▶ TO DO:
A - Using the news item on the West Sacramento methamphetamine case, decide whether each statement agrees with it: (i) the car was traveling south on Interstate 5; (ii) the methamphetamine was allegedly found in the trunk; (iii) the seizure took place on Feb. 6. Answer yes or no for each, and quote the deciding words.
B - According to the news item on the West Sacramento methamphetamine case, what did the highway patrol officer notice that led him to stop the car?
C - Summarize the news item on the West Sacramento methamphetamine case in two sentences.

▶ PAGE TEXT:
____________________
The tinted tell
An alleged meth trafficker from West Sacramento faces federal charges as local officials drill down on the cascading effects of addiction
A West Sacramento man is breaking bad in federal court, one month after his car’s tinted windows led to the alleged discovery of 85 pounds of methamphetamine in the trunk.
The Feb. 6 seizure, which federal authorities described as significant, comes at a moment when overall meth trafficking continues to skew upward in California and across the country.
If the charges against Simeon Hernandez-Ortis stick, he’ll prove to be no Walter White.
According to federal court documents, Hernandez-Ortiz was behind the wheel of a Chevy Malibu heading north on Interstate 5 through Stanislaus County last month when California Highway Patrol Officer Matt Fowles noticed that the Chevy’s windows were illegally tinted and initiated a traffic stop.
According to Fowles’ report, the 24-year-old was acting peculiar from the moment he approached the driver’s side window to issue a citation.
“Officer Fowles noticed Hernandez-Ortis to be extremely nervous, could not keep still, and his carotid artery was pulsating,” Deputy U.S. Attorney Kathleen Servatius wrote in her criminal complaint.
____________________
▶ DATA LINES:

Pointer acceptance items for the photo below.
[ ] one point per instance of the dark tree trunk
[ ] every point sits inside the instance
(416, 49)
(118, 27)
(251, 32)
____________________
▶ PER-TASK OUTPUTS:
A -
(i) No: "heading north on Interstate 5 through Stanislaus County"
(ii) Yes: "85 pounds of methamphetamine in the trunk"
(iii) Yes: "The Feb. 6 seizure"

B - He noticed that the car's windows were illegally tinted.

C - A 24-year-old West Sacramento man faces federal charges after a California Highway Patrol officer stopped his car on Interstate 5 in Stanislaus County over illegally tinted windows, which led to the alleged discovery of 85 pounds of methamphetamine in the trunk. The criminal complaint cites the officer's report that the driver was extremely nervous during the stop, and the seizure comes as overall meth trafficking continues to skew upward in California and across the country.